Exercise —
Please put every line of the records below into a numbered list, leaving out any blank lines.

Supplied records —
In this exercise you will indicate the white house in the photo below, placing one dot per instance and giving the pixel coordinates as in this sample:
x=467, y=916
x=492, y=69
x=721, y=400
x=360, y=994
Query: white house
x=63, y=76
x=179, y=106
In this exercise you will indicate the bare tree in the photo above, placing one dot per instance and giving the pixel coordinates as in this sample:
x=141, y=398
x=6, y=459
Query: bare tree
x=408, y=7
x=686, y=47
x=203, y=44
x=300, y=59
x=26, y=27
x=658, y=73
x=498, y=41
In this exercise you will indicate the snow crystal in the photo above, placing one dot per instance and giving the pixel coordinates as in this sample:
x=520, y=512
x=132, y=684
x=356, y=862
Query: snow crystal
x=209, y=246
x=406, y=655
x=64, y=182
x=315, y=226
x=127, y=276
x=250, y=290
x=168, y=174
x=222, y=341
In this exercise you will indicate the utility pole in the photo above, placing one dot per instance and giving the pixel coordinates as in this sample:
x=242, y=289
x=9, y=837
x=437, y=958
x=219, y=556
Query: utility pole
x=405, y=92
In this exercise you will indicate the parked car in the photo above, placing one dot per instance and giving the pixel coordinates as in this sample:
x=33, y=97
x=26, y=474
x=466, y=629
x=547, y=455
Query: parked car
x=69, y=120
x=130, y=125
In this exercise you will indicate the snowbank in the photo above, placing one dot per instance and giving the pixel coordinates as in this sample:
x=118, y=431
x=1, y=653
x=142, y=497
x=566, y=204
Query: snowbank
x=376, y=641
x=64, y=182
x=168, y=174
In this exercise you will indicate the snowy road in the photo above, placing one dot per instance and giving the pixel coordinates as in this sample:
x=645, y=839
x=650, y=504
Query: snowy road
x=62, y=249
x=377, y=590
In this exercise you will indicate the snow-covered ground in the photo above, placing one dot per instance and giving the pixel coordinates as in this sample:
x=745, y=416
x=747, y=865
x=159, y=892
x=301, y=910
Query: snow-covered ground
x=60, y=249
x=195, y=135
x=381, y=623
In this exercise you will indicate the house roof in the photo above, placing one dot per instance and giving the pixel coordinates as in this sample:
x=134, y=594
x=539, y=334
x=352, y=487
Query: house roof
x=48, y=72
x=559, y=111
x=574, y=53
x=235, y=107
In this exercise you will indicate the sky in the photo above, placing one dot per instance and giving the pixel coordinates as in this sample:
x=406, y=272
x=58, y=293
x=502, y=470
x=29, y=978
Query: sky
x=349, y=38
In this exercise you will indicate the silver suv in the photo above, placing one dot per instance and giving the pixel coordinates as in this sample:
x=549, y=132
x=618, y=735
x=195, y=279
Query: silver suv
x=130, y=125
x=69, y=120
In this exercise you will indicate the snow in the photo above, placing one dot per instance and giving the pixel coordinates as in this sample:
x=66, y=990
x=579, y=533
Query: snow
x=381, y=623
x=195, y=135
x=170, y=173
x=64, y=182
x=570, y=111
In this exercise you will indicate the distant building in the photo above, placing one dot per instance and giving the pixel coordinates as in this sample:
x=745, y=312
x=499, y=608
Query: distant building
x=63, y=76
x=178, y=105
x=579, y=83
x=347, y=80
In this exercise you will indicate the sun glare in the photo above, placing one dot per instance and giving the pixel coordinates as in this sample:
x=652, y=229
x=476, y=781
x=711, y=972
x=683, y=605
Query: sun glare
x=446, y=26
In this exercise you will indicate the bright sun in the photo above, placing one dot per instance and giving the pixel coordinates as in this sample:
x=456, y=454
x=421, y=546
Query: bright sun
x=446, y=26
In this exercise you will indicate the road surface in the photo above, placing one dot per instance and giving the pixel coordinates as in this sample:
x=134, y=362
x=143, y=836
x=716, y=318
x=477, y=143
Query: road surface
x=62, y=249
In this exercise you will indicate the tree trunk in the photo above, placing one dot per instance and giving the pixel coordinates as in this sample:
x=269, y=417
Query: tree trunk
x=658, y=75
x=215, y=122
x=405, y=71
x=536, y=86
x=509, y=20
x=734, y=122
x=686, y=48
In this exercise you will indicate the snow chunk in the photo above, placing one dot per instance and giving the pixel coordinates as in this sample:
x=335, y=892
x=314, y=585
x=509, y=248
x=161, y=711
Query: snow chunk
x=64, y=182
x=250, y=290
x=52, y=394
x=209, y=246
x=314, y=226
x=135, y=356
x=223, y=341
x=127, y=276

Solution to this task —
1. In this exercise you will indicate the white house in the photo below, placing one dot per instance and giving the pixel coordinates as in this sample:
2. x=467, y=916
3. x=492, y=69
4. x=721, y=400
5. x=360, y=994
6. Query: white house
7. x=63, y=76
8. x=179, y=106
9. In this exercise you will indicate the bare tree in the photo above, placing one dot per instance and giving the pixel coordinates as in this sample:
10. x=141, y=398
11. x=6, y=459
12. Query: bare tree
13. x=408, y=7
14. x=686, y=47
15. x=203, y=44
16. x=300, y=59
17. x=26, y=27
18. x=658, y=73
19. x=498, y=41
20. In this exercise you will indicate the snow crystal in the photo above, placing one dot per instance and giving the pixel coordinates as in this sample:
21. x=520, y=512
22. x=132, y=684
23. x=356, y=862
24. Query: snow crystal
25. x=209, y=246
26. x=406, y=655
27. x=64, y=182
28. x=315, y=226
29. x=127, y=276
30. x=250, y=290
31. x=168, y=174
32. x=222, y=341
33. In this exercise you will indicate the utility pole in the photo above, placing one dot per instance and giving the pixel coordinates as in this sample:
34. x=242, y=289
35. x=9, y=837
36. x=437, y=958
37. x=219, y=556
38. Query: utility pole
39. x=405, y=92
40. In this exercise you will indicate the parked car in the photo above, placing one dot per instance and giving the pixel coordinates as in this sample:
41. x=33, y=97
42. x=26, y=474
43. x=466, y=629
44. x=547, y=455
45. Query: parked car
46. x=69, y=120
47. x=130, y=125
48. In this exercise you will indicate the snowbank in the photo above, placing one dot per instance and giving the pixel coordinates as in this sample:
49. x=118, y=431
50. x=1, y=653
51. x=142, y=497
52. x=566, y=204
53. Query: snowbank
54. x=376, y=641
55. x=64, y=182
56. x=168, y=174
57. In this exercise you will indicate the snowy road in the photo above, placing one dot per instance and giving the pixel coordinates as in this sample:
58. x=645, y=839
59. x=650, y=504
60. Query: snowy road
61. x=62, y=249
62. x=377, y=590
63. In this exercise you will indicate the snow-covered ground in the photo above, placing one dot per instance and giving the pixel coordinates as in this sample:
64. x=745, y=416
65. x=747, y=865
66. x=159, y=892
67. x=301, y=910
68. Query: snow-covered ground
69. x=60, y=249
70. x=195, y=135
71. x=381, y=623
72. In this exercise you will indicate the house roof in the photo above, placing one dot per instance and giving the pixel coordinates as in this sample:
73. x=134, y=594
74. x=539, y=334
75. x=352, y=487
76. Query: house roof
77. x=48, y=72
78. x=559, y=111
79. x=574, y=53
80. x=235, y=107
81. In this exercise you will indicate the sky in the photo above, placing one dot per instance and giving the pixel coordinates as in this sample:
82. x=406, y=272
83. x=58, y=293
84. x=502, y=470
85. x=29, y=978
86. Query: sky
87. x=349, y=38
88. In this exercise you will indicate the silver suv in the photo above, placing one dot per instance and giving the pixel coordinates as in this sample:
89. x=549, y=132
90. x=618, y=735
91. x=195, y=279
92. Query: silver suv
93. x=130, y=125
94. x=69, y=120
95. In this exercise you will indicate the snow in the photo above, placing one dot per instance and giving the pixel coordinates as in this sample:
96. x=66, y=990
97. x=579, y=533
98. Query: snow
99. x=381, y=623
100. x=195, y=135
101. x=170, y=173
102. x=64, y=182
103. x=570, y=111
104. In this exercise you will indicate the distant building in the photo above, placing one dot per instance and giving the pixel coordinates as in this sample:
105. x=745, y=312
106. x=499, y=608
107. Query: distant building
108. x=63, y=76
109. x=178, y=105
110. x=579, y=83
111. x=347, y=80
112. In this exercise you will indicate the sun glare in the photo above, placing one dot per instance and giving the pixel coordinates as in this sample:
113. x=652, y=229
114. x=476, y=781
115. x=711, y=972
116. x=683, y=605
117. Query: sun glare
118. x=446, y=26
119. In this exercise you will indicate the bright sun in the photo above, placing one dot per instance and giving the pixel coordinates as in this sample:
120. x=456, y=454
121. x=421, y=546
122. Query: bright sun
123. x=446, y=26
124. In this exercise you will indicate the road surface in the photo above, placing one dot per instance and giving the pixel coordinates as in this sample:
125. x=134, y=362
126. x=143, y=836
127. x=716, y=318
128. x=477, y=143
129. Query: road surface
130. x=62, y=249
131. In this exercise you will indicate the tree trunk in the photo above, placing one dot per instance and giving the pixel coordinates as in this sample:
132. x=269, y=417
133. Query: tree trunk
134. x=658, y=75
135. x=215, y=122
136. x=405, y=71
137. x=536, y=86
138. x=509, y=20
139. x=734, y=122
140. x=686, y=48
141. In this exercise you will indicate the snow chunk in the photo above, placing one dot per instance and giving the pixel coordinates as in this sample:
142. x=335, y=892
143. x=314, y=585
144. x=509, y=248
145. x=161, y=711
146. Query: snow chunk
147. x=64, y=182
148. x=250, y=290
149. x=52, y=394
150. x=209, y=246
151. x=314, y=226
152. x=135, y=356
153. x=223, y=341
154. x=127, y=276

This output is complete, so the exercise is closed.